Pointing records
━━━

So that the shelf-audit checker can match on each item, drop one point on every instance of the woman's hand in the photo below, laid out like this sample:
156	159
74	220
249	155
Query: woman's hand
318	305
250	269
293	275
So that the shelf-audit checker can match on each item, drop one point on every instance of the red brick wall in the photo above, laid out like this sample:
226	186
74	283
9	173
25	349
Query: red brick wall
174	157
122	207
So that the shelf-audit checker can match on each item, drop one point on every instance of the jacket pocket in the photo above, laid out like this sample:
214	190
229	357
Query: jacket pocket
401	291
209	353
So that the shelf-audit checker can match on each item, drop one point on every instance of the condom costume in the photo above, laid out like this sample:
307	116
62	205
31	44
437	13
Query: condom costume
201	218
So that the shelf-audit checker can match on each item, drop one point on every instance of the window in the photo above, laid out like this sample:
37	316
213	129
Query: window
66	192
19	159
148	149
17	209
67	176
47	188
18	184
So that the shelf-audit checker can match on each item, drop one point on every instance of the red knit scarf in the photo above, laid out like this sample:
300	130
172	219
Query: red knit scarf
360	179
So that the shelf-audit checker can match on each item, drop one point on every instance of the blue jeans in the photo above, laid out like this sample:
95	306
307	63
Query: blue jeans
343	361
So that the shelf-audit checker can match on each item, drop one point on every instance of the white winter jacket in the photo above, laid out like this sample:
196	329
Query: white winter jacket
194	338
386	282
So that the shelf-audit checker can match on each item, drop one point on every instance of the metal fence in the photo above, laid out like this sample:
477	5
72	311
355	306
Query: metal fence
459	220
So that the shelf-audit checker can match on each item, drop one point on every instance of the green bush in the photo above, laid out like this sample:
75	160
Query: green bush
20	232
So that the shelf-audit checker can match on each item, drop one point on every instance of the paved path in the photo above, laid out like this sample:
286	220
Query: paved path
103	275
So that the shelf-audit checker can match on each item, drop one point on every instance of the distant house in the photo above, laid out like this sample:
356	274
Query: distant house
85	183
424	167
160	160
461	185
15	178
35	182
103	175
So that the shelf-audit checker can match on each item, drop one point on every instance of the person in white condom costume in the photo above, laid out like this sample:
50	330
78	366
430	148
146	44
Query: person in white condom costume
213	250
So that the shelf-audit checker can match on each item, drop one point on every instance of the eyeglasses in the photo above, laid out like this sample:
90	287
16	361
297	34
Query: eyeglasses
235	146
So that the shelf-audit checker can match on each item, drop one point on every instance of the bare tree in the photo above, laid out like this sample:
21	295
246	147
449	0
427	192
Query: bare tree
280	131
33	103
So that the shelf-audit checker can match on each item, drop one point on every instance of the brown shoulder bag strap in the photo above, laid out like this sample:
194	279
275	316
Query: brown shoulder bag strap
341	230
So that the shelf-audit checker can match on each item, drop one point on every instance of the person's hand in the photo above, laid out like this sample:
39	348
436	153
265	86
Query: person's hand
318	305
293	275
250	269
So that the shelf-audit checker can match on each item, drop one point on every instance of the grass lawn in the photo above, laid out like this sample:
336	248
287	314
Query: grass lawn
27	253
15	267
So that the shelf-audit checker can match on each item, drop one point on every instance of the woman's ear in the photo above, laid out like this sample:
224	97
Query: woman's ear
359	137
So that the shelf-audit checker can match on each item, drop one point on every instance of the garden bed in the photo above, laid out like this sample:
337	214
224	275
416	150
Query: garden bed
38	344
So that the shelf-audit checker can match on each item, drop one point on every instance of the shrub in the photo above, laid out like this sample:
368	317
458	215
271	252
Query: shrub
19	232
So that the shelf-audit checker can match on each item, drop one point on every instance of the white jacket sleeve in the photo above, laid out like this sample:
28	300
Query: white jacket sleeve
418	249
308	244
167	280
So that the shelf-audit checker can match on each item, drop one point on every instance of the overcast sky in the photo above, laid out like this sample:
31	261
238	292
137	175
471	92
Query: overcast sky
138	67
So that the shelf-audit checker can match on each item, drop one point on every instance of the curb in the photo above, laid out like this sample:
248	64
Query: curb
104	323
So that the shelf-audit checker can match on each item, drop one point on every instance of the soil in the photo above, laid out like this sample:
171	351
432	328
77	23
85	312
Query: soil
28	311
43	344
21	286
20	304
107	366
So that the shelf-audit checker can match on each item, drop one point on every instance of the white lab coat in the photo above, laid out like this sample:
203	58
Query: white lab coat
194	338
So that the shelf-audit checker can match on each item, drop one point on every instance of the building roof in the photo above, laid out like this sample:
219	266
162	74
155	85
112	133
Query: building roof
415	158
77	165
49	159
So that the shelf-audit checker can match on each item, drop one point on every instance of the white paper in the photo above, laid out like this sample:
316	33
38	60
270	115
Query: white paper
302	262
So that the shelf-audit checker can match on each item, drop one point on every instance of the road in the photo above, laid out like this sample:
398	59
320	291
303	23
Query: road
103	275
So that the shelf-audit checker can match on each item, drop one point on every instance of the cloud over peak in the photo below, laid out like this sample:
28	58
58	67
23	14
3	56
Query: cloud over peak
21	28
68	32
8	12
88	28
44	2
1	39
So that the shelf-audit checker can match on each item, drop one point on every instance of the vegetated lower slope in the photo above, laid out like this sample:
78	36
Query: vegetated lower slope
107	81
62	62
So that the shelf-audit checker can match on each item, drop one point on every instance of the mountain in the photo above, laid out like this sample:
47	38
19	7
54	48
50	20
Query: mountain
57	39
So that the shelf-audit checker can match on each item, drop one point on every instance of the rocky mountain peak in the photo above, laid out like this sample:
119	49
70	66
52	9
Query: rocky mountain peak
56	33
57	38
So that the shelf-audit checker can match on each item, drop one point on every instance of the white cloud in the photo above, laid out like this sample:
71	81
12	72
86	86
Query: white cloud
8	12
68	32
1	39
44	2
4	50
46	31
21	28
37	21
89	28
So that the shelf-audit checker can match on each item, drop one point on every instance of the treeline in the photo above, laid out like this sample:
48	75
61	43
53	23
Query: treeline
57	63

━━━

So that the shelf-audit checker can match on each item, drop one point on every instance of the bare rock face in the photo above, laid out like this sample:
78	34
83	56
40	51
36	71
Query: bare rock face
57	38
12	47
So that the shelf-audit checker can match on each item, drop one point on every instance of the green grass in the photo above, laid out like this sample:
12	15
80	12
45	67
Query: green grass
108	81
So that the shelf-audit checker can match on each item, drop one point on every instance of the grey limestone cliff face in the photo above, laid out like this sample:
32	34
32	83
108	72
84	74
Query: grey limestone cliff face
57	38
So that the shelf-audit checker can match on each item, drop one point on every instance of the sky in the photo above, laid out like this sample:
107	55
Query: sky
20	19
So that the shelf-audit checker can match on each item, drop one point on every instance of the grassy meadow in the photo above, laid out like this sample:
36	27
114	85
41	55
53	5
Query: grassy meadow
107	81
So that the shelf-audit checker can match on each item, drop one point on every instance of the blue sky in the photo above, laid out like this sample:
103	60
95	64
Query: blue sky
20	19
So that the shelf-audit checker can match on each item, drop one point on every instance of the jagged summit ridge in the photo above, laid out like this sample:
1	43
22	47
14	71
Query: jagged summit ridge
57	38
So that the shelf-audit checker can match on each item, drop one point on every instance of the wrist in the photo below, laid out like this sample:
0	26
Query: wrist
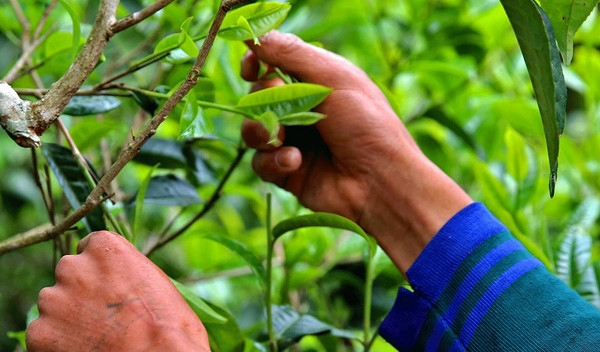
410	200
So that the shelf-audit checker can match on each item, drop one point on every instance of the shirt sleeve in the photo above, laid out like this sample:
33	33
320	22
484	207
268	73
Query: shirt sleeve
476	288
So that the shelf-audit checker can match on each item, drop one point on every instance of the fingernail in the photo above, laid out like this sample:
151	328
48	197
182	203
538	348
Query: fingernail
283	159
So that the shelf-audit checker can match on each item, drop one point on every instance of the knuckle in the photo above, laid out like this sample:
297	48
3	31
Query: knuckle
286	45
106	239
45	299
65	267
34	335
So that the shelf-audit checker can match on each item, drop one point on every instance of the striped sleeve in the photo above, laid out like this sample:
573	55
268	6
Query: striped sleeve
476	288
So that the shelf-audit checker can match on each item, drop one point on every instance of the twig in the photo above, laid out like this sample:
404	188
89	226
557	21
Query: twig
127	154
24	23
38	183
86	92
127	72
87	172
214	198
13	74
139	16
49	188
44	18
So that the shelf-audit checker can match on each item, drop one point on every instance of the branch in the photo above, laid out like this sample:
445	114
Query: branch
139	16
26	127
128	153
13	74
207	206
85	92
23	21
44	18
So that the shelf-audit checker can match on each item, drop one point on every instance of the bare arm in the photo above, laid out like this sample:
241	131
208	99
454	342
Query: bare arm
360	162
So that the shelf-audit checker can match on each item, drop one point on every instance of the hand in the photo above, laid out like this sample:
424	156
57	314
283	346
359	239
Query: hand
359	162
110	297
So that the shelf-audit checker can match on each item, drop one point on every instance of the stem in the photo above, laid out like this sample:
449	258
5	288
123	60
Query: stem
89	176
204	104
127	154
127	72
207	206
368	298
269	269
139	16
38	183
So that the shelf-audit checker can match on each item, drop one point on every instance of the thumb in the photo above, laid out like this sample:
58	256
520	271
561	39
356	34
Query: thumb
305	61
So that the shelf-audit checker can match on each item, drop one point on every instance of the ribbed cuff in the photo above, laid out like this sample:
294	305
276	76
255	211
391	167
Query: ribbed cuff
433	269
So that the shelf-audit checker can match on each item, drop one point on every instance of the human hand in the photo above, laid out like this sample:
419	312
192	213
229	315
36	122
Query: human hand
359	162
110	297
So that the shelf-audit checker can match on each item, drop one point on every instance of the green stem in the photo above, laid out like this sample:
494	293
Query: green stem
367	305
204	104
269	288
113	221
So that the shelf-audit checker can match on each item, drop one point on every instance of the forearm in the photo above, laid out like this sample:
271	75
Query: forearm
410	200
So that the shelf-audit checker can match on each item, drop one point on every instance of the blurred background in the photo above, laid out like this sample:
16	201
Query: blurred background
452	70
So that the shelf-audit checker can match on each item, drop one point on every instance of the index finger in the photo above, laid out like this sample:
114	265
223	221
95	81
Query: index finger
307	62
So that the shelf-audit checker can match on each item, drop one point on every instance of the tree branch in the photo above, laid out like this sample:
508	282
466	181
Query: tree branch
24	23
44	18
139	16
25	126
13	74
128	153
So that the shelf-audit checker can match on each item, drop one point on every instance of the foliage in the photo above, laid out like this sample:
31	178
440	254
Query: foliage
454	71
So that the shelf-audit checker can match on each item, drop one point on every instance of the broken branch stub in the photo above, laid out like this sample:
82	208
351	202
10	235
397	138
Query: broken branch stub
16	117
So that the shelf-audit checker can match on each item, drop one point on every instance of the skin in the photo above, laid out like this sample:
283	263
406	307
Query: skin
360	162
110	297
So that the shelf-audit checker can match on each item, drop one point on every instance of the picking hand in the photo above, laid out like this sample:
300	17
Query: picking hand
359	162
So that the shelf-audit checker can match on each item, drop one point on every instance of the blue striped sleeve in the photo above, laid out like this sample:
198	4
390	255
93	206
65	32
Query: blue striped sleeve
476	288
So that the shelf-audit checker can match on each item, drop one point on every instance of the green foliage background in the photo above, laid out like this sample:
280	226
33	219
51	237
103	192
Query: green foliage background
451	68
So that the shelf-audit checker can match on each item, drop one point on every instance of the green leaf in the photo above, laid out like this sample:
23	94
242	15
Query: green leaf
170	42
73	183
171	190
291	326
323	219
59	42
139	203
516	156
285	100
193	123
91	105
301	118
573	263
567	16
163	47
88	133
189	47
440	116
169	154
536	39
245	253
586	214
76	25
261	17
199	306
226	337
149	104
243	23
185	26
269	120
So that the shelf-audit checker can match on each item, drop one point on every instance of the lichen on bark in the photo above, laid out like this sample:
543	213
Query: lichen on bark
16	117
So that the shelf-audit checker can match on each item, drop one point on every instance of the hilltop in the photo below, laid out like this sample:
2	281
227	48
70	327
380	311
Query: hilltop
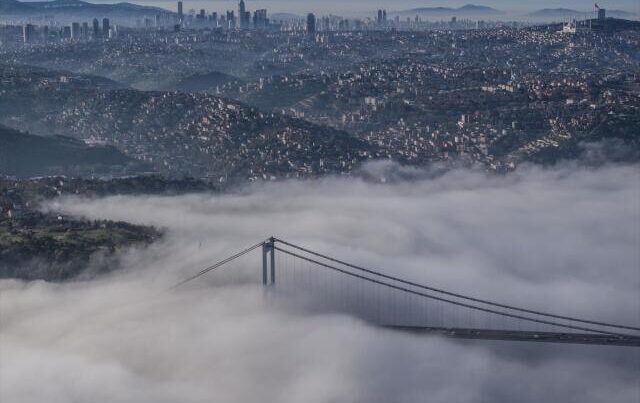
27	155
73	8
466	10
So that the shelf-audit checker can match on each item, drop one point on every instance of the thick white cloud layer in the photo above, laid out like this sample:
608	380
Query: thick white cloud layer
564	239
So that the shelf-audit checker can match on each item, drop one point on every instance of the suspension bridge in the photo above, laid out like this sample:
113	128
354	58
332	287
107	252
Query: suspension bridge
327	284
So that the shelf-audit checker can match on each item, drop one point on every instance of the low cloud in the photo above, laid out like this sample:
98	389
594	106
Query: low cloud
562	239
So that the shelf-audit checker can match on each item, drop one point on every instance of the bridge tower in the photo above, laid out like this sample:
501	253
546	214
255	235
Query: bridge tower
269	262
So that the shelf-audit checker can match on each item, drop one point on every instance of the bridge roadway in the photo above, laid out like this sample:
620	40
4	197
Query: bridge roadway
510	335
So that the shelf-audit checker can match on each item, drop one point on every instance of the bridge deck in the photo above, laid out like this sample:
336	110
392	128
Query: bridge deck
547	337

━━━

**THE PROBLEM**
Count the lines of the data above that contain the string "building", matching case exactly. Give only the number.

**COMPLETE ANSWER**
2